WHAT YOU NEED TO DO:
Locate each line in the records containing "hair". Copy it.

******************************

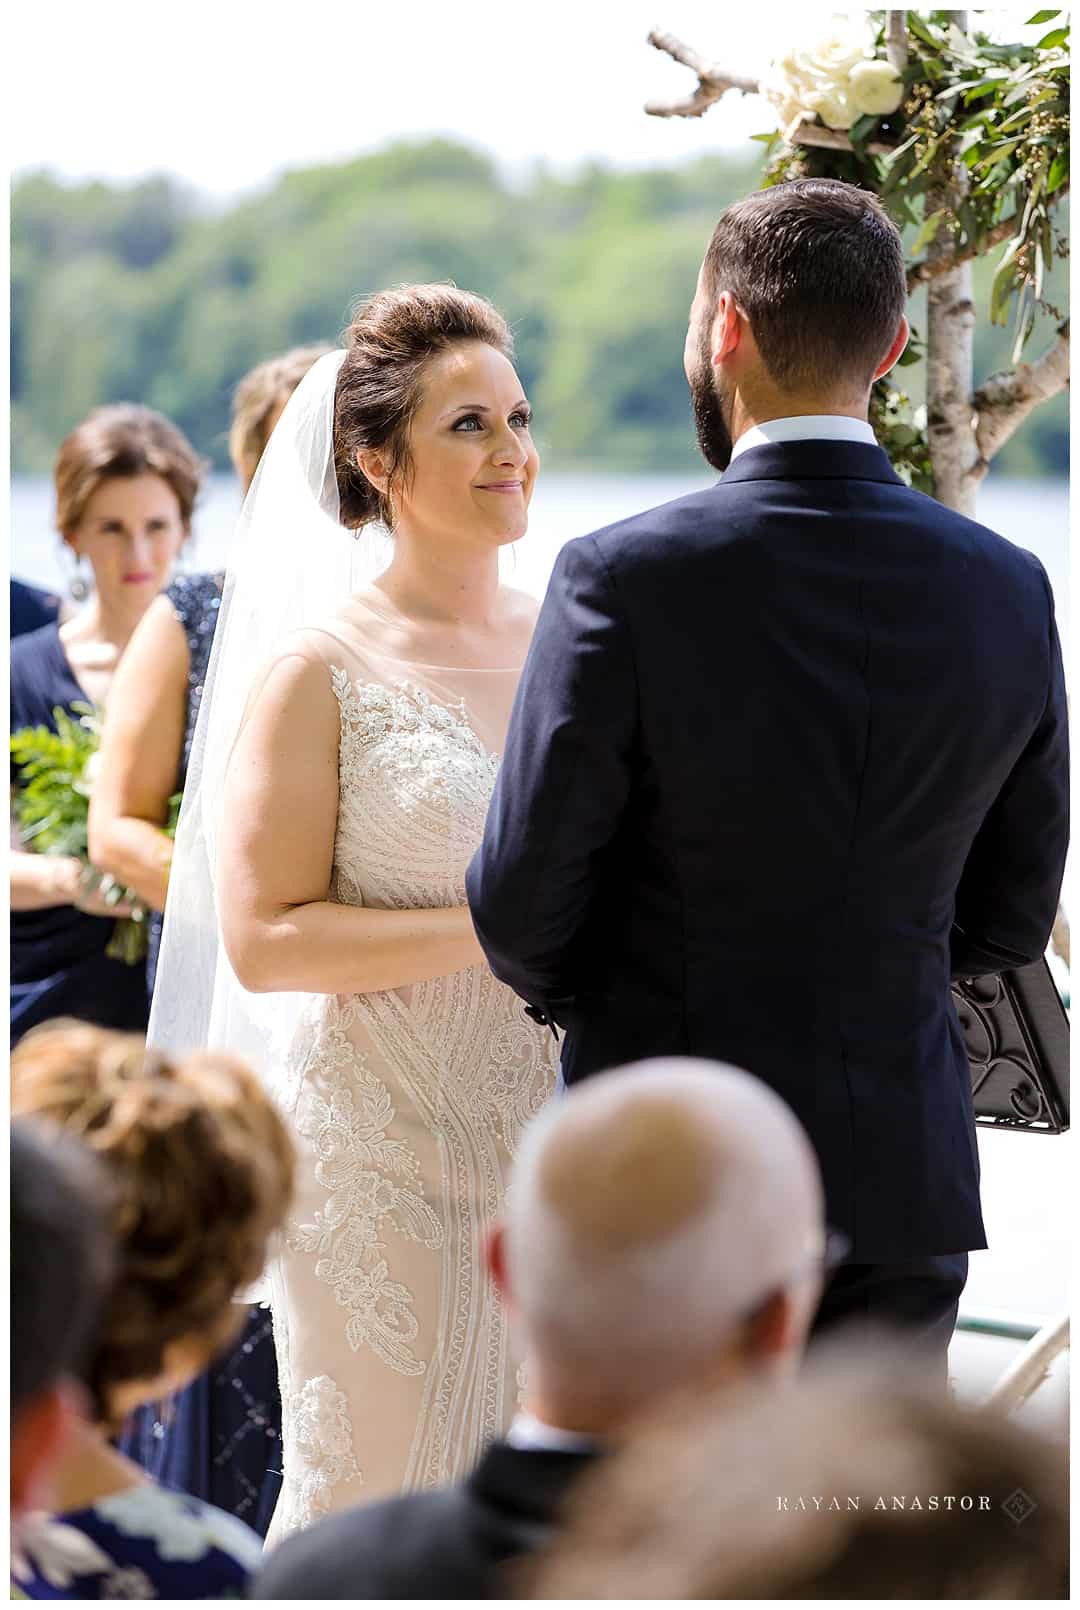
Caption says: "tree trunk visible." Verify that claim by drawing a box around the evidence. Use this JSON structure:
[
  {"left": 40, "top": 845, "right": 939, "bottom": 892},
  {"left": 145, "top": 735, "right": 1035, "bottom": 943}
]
[
  {"left": 927, "top": 259, "right": 977, "bottom": 514},
  {"left": 923, "top": 11, "right": 978, "bottom": 515}
]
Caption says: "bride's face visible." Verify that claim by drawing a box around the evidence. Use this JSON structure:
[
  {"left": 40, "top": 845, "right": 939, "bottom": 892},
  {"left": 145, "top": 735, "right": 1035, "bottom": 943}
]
[{"left": 395, "top": 341, "right": 538, "bottom": 547}]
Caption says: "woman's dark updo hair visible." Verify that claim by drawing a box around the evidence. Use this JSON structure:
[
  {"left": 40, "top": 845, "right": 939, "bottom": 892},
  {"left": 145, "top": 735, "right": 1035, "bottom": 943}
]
[{"left": 334, "top": 283, "right": 514, "bottom": 531}]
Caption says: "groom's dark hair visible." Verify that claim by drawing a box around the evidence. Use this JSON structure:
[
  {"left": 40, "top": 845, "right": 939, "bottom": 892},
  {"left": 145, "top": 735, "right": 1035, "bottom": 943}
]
[{"left": 701, "top": 179, "right": 907, "bottom": 390}]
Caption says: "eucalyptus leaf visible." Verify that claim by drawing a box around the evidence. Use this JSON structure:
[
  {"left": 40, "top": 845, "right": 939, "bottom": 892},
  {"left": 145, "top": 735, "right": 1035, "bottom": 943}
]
[
  {"left": 907, "top": 13, "right": 940, "bottom": 46},
  {"left": 998, "top": 96, "right": 1034, "bottom": 120},
  {"left": 884, "top": 131, "right": 923, "bottom": 164},
  {"left": 990, "top": 235, "right": 1022, "bottom": 325},
  {"left": 974, "top": 138, "right": 1026, "bottom": 171},
  {"left": 1011, "top": 298, "right": 1035, "bottom": 364},
  {"left": 910, "top": 138, "right": 945, "bottom": 180},
  {"left": 911, "top": 209, "right": 946, "bottom": 254}
]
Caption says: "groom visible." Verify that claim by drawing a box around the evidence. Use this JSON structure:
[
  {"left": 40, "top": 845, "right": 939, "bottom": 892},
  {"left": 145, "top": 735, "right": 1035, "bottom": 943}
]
[{"left": 467, "top": 179, "right": 1068, "bottom": 1359}]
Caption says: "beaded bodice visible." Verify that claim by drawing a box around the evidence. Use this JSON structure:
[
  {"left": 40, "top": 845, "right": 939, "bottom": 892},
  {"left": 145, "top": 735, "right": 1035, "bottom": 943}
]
[{"left": 329, "top": 667, "right": 501, "bottom": 911}]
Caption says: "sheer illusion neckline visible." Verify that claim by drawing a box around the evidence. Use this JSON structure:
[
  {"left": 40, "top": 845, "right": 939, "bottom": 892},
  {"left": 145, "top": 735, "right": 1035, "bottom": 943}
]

******************************

RESULT OF THE EXERCISE:
Caption says: "woman's dark updo hair visible." Verify that claim by drawing a box around the evidence. Use this JSON structure:
Caption says: "groom's dark hair visible." Verify that claim by drawing a box around the evidence. Use this JSON structure:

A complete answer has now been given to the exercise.